(Attività):
Partendo dall'inizio delle voci e arrivando fino alla riga con "box: [211, 245, 363, 268]", inclusa, riscrivi quelle righe sostituendo "rough mask" con "coarse mask" e senza cambiare nient'altro. Lascia fuori le immagini.
***** Materiali di lavoro
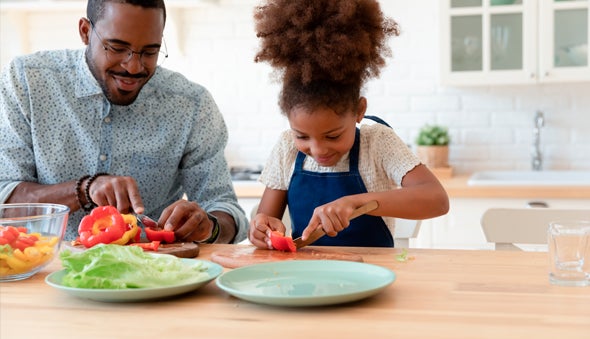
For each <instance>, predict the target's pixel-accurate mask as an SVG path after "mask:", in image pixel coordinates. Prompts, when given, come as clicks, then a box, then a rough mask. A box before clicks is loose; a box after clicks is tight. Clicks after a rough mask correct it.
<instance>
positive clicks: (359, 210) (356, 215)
mask: <svg viewBox="0 0 590 339" xmlns="http://www.w3.org/2000/svg"><path fill="white" fill-rule="evenodd" d="M377 207H379V203H378V202H377V200H371V201H369V202H368V203H366V204H364V205H363V206H361V207H359V208H357V209H355V210H354V211H352V214H351V215H350V218H349V220H352V219H354V218H356V217H358V216H361V215H363V214H366V213H369V212H371V211H372V210H375V209H377Z"/></svg>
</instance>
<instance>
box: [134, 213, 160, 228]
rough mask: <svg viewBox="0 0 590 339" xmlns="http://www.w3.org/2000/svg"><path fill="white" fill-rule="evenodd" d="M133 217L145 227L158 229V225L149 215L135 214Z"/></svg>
mask: <svg viewBox="0 0 590 339" xmlns="http://www.w3.org/2000/svg"><path fill="white" fill-rule="evenodd" d="M133 215H134V216H135V217H136V218H137V221H138V222H139V223H141V224H142V225H143V226H144V227H149V228H158V223H157V222H156V221H154V220H153V219H152V218H150V217H148V216H147V215H145V214H141V213H133Z"/></svg>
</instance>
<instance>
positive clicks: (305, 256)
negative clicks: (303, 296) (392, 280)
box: [211, 245, 363, 268]
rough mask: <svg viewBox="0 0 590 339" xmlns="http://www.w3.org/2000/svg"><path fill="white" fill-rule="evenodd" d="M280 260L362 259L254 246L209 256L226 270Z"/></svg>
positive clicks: (345, 254)
mask: <svg viewBox="0 0 590 339" xmlns="http://www.w3.org/2000/svg"><path fill="white" fill-rule="evenodd" d="M281 260H347V261H357V262H362V261H363V257H362V256H361V255H359V254H357V253H350V252H346V251H342V250H341V249H340V250H337V249H334V250H331V249H329V247H323V248H322V249H318V248H312V247H305V248H301V249H298V250H297V252H283V251H277V250H266V249H260V248H257V247H255V246H252V245H249V246H234V247H231V248H227V249H224V250H220V251H215V252H213V253H212V254H211V261H213V262H215V263H218V264H219V265H221V266H223V267H226V268H238V267H243V266H248V265H252V264H260V263H266V262H272V261H281Z"/></svg>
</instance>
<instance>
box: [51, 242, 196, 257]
mask: <svg viewBox="0 0 590 339" xmlns="http://www.w3.org/2000/svg"><path fill="white" fill-rule="evenodd" d="M63 247H64V248H67V249H70V250H72V251H84V250H86V247H84V245H75V246H74V245H71V244H70V243H67V242H66V243H64V246H63ZM199 250H200V249H199V245H198V244H195V243H192V242H182V243H174V244H160V246H159V247H158V251H157V252H152V251H149V252H152V253H158V254H172V255H174V256H176V257H179V258H196V257H197V256H198V255H199Z"/></svg>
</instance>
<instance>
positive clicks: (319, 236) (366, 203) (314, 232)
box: [293, 200, 379, 248]
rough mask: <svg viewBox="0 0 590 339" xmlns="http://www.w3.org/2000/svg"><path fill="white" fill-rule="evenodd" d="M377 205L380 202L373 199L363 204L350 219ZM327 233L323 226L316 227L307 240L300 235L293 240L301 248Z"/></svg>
mask: <svg viewBox="0 0 590 339" xmlns="http://www.w3.org/2000/svg"><path fill="white" fill-rule="evenodd" d="M377 207H379V204H378V203H377V201H376V200H371V201H369V202H368V203H366V204H364V205H363V206H361V207H359V208H357V209H355V210H354V211H352V214H351V215H350V218H349V219H348V220H352V219H354V218H356V217H358V216H361V215H363V214H366V213H369V212H371V211H372V210H374V209H377ZM325 234H326V233H325V232H324V229H322V228H321V227H318V228H316V229H315V231H313V232H312V233H311V234H310V235H309V237H308V238H307V240H305V241H304V240H302V239H301V237H299V238H296V239H293V242H294V243H295V247H297V248H301V247H303V246H307V245H309V244H311V243H314V242H315V241H316V240H318V239H319V238H321V237H323V236H324V235H325Z"/></svg>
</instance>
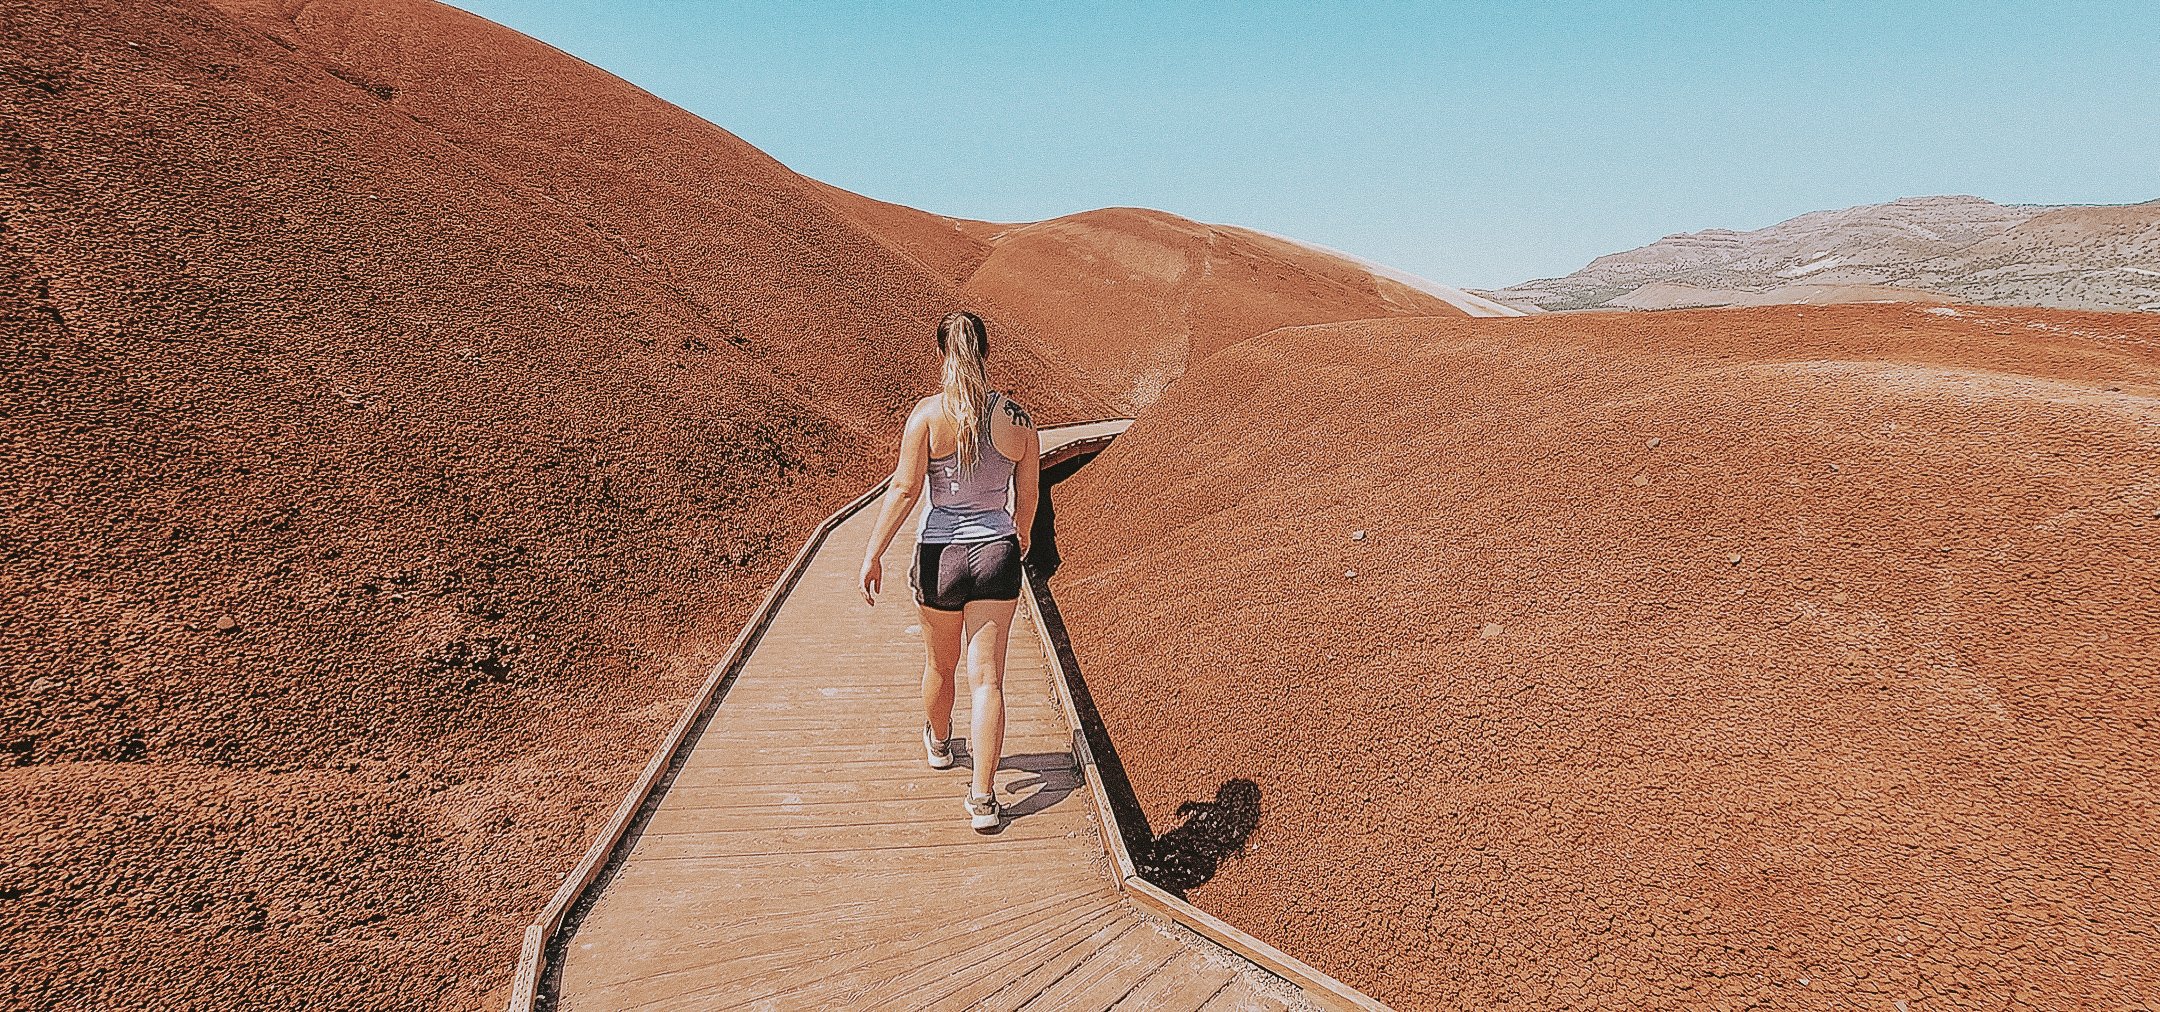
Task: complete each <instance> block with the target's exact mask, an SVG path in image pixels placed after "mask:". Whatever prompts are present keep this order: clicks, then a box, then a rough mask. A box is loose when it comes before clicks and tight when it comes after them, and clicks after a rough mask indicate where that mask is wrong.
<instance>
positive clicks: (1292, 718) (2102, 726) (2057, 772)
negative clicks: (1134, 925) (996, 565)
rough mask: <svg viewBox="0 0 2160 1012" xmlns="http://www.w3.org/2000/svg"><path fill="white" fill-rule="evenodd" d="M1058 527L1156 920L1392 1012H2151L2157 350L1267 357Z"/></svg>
mask: <svg viewBox="0 0 2160 1012" xmlns="http://www.w3.org/2000/svg"><path fill="white" fill-rule="evenodd" d="M1285 419H1294V423H1285ZM1058 522H1061V539H1058V544H1061V548H1063V552H1065V563H1063V570H1061V572H1058V574H1056V578H1054V580H1052V587H1054V591H1056V596H1058V604H1061V608H1063V613H1065V619H1067V624H1069V628H1071V634H1074V641H1076V647H1078V656H1080V662H1082V665H1084V671H1086V675H1089V684H1091V686H1093V693H1095V699H1097V703H1099V706H1102V714H1104V719H1106V723H1108V727H1110V731H1112V738H1115V742H1117V747H1119V751H1121V757H1123V762H1125V766H1128V770H1130V772H1132V779H1134V783H1136V790H1138V794H1140V801H1143V807H1145V809H1147V813H1149V816H1151V820H1153V829H1156V831H1164V829H1166V826H1171V824H1175V822H1177V820H1175V807H1177V805H1179V803H1182V801H1190V798H1210V796H1214V792H1216V788H1218V785H1223V783H1225V781H1229V779H1233V777H1248V779H1253V781H1257V785H1259V792H1261V801H1259V805H1261V818H1259V831H1257V833H1255V835H1253V837H1251V842H1248V846H1246V852H1244V857H1242V859H1227V861H1223V865H1220V870H1218V874H1216V878H1214V880H1210V883H1205V885H1201V887H1199V889H1194V891H1192V895H1194V900H1197V902H1199V904H1201V906H1203V908H1207V911H1214V913H1218V915H1223V917H1227V919H1231V921H1233V924H1238V926H1242V928H1246V930H1251V932H1255V934H1259V936H1261V939H1266V941H1272V943H1274V945H1279V947H1283V949H1287V952H1292V954H1298V956H1300V958H1307V960H1311V962H1313V965H1318V967H1320V969H1324V971H1328V973H1335V975H1337V977H1341V980H1346V982H1350V984H1354V986H1359V988H1365V990H1367V993H1372V995H1376V997H1380V999H1382V1001H1389V1003H1393V1006H1395V1008H1404V1010H1428V1008H1499V1006H1510V1008H1639V1006H1670V1008H1752V1006H1763V1008H1892V1003H1896V1001H1903V1003H1905V1008H1912V1010H1925V1008H2063V1010H2069V1008H2125V1006H2128V1008H2134V1006H2141V1003H2151V1001H2156V999H2160V932H2156V928H2154V911H2160V854H2156V846H2160V835H2156V831H2154V826H2156V816H2160V811H2156V803H2154V790H2151V785H2154V777H2156V772H2160V319H2154V317H2143V315H2082V313H2052V311H2015V309H1966V306H1959V309H1955V311H1942V309H1933V311H1931V309H1918V306H1832V309H1797V306H1778V309H1739V311H1687V313H1642V315H1626V313H1596V315H1564V317H1527V319H1480V322H1445V319H1402V322H1361V324H1337V326H1311V328H1294V330H1277V332H1272V334H1264V337H1259V339H1253V341H1244V343H1240V345H1233V347H1229V350H1225V352H1220V354H1216V356H1214V358H1210V360H1207V363H1203V365H1201V367H1197V369H1194V371H1190V373H1186V378H1184V380H1179V382H1177V384H1173V386H1171V391H1169V393H1166V395H1164V399H1162V401H1160V404H1158V406H1156V408H1153V410H1151V412H1149V414H1145V416H1143V419H1140V421H1138V423H1136V425H1134V427H1132V429H1130V432H1128V434H1125V436H1121V438H1119V440H1117V442H1115V445H1112V447H1110V449H1108V451H1104V453H1102V457H1097V460H1095V462H1093V464H1089V466H1086V468H1082V470H1080V475H1078V477H1074V479H1071V481H1067V483H1065V486H1061V494H1058ZM1356 531H1365V537H1363V539H1354V537H1352V535H1354V533H1356ZM1352 574H1354V576H1352Z"/></svg>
**********
(Soluzione):
For each <instance>, predict the target's pixel-accurate mask as an SVG path after "mask:", in image pixel coordinates. Prompts, when given, come as clicks, then a box, then a coarse mask. A box before clicks is loose; a box after clicks is tight. Clicks after a coarse mask correct it.
<instance>
positive clicks: (359, 210) (356, 215)
mask: <svg viewBox="0 0 590 339" xmlns="http://www.w3.org/2000/svg"><path fill="white" fill-rule="evenodd" d="M377 207H379V203H378V202H377V200H371V201H369V202H368V203H366V204H364V205H363V206H361V207H359V208H357V209H355V210H354V211H352V214H351V215H350V218H349V220H352V219H354V218H356V217H358V216H361V215H363V214H366V213H369V212H371V211H372V210H375V209H377Z"/></svg>
</instance>
<instance>
box: [134, 213, 160, 228]
coarse mask: <svg viewBox="0 0 590 339" xmlns="http://www.w3.org/2000/svg"><path fill="white" fill-rule="evenodd" d="M133 217L145 227L158 229V225L149 215L135 214Z"/></svg>
mask: <svg viewBox="0 0 590 339" xmlns="http://www.w3.org/2000/svg"><path fill="white" fill-rule="evenodd" d="M133 215H134V216H135V217H136V218H137V221H138V222H139V223H141V224H142V225H143V226H144V227H149V228H158V223H157V222H156V221H154V220H153V219H152V218H150V217H148V216H147V215H145V214H141V213H133Z"/></svg>
</instance>
<instance>
positive clicks: (305, 256)
negative clicks: (303, 296) (392, 280)
box: [211, 245, 363, 268]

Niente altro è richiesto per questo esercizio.